== Work to complete ==
Can you arrange the whole listing below as a numbered list, leaving out any blank lines?

++++++++

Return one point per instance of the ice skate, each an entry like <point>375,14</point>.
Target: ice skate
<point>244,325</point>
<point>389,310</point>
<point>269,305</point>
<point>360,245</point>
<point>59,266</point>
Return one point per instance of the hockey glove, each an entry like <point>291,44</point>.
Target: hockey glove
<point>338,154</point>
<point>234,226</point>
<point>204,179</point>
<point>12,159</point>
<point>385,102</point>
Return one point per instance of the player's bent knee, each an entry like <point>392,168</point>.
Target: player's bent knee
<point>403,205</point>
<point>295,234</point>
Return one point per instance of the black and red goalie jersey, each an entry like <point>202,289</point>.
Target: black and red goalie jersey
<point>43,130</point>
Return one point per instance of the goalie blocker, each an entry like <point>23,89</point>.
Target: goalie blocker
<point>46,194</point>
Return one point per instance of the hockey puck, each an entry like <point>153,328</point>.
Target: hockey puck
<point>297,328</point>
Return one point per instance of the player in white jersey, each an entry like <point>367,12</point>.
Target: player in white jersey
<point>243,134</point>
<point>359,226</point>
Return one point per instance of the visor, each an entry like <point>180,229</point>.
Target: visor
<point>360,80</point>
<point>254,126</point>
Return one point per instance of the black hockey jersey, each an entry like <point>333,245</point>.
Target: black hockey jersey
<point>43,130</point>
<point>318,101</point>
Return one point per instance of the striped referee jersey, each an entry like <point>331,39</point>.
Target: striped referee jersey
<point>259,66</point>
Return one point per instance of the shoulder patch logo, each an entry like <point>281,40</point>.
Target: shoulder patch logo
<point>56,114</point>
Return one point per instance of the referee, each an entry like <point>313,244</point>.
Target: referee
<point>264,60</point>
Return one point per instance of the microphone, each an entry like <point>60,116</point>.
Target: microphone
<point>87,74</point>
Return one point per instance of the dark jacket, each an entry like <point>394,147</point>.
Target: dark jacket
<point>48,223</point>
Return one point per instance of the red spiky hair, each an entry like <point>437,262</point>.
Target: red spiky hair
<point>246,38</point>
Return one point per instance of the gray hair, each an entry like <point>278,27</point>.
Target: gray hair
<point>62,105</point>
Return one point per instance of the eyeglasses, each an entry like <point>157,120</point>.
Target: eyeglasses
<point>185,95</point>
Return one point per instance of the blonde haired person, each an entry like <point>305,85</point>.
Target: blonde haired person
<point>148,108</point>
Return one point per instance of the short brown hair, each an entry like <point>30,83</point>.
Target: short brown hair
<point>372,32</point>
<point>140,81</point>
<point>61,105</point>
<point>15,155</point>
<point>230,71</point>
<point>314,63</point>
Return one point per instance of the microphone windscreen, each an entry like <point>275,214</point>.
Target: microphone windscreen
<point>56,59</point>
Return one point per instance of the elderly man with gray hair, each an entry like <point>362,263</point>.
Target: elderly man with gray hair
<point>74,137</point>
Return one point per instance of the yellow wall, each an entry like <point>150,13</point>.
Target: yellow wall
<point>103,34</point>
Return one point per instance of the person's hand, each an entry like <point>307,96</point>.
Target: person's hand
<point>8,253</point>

++++++++

== The completed task ==
1. Return one point per instance of the ice skate, each an entry like <point>375,14</point>.
2. Target: ice skate
3. <point>244,325</point>
4. <point>389,310</point>
5. <point>269,305</point>
6. <point>360,245</point>
7. <point>59,266</point>
8. Return one point per instance of the hockey glove, each an entry like <point>291,44</point>.
9. Target: hockey glove
10. <point>338,154</point>
11. <point>234,226</point>
12. <point>204,179</point>
13. <point>12,159</point>
14. <point>385,102</point>
15. Return one point per instance of the player's bent knee, each an entry like <point>392,168</point>.
16. Target: player's bent knee
17. <point>403,205</point>
18. <point>295,234</point>
19. Return one point per instance of the black and red goalie jersey, each an entry like <point>202,289</point>.
20. Target: black and red goalie jersey
21. <point>43,130</point>
22. Return one point per instance of the goalie blocker, each an entry like <point>23,89</point>.
23. Target: goalie blocker
24. <point>46,194</point>
25. Return one point per instance of the hockey puck, each an entry like <point>153,328</point>.
26. Target: hockey puck
27. <point>297,328</point>
28. Return one point per instance of the player in white jersey, each an entry like <point>367,12</point>.
29. Target: player in white jersey
30. <point>243,134</point>
31. <point>359,226</point>
32. Return one point per instance of the visor, each an entry like <point>180,229</point>.
33. Target: visor
34. <point>360,80</point>
35. <point>254,126</point>
36. Return one point per instance of the black hockey jersey, each an entry like <point>333,245</point>.
37. Target: black hockey jersey
38. <point>43,130</point>
39. <point>318,101</point>
40. Return one point per instance of the striped referee jersey, each an entry like <point>331,39</point>.
41. Target: striped referee jersey
42. <point>259,66</point>
43. Return one point per instance of the shoulder patch logo, each an entry like <point>281,40</point>.
44. Target: shoulder patch logo
45. <point>56,114</point>
46. Return one point per instance of the referee, each an entry like <point>313,244</point>.
47. Target: referee
48. <point>264,60</point>
49. Return one point per instance of the microphone, each an entry like <point>60,116</point>.
50. Target: microphone
51. <point>87,74</point>
52. Return one point per instance of the dark jacket, each an entry like <point>394,147</point>.
53. Target: dark jacket
54. <point>48,223</point>
55. Return one point per instance of the red spiky hair, each an entry like <point>437,262</point>.
56. Target: red spiky hair
57. <point>246,38</point>
58. Return one point per instance of the gray hair, each an entry like <point>278,27</point>.
59. Target: gray hair
60. <point>62,105</point>
61. Return one point per instance of the eyeglasses, each an entry like <point>157,120</point>.
62. Target: eyeglasses
63. <point>185,95</point>
64. Return one point per instance of the blonde haired person, each an entry like <point>305,85</point>.
65. Target: blonde haired person
66. <point>148,108</point>
67. Return one point per instance of the short brown hair, each an entry like <point>30,83</point>.
68. Target: short brown hair
69. <point>372,32</point>
70. <point>140,81</point>
71. <point>61,105</point>
72. <point>15,155</point>
73. <point>230,71</point>
74. <point>314,63</point>
75. Return one point per instance of the microphone windscreen, each an entry like <point>275,214</point>.
76. Target: microphone windscreen
77. <point>56,59</point>
78. Return one point per instance of the elderly man with gray hair, each an entry like <point>362,263</point>.
79. Target: elderly man with gray hair
80. <point>74,137</point>
81. Return one point per instance of the yellow wall, each an entry like <point>150,13</point>.
82. Target: yellow wall
83. <point>103,34</point>
84. Return one point per instance of the person's hand, each an entry like <point>307,96</point>.
85. Target: person's hand
86. <point>8,253</point>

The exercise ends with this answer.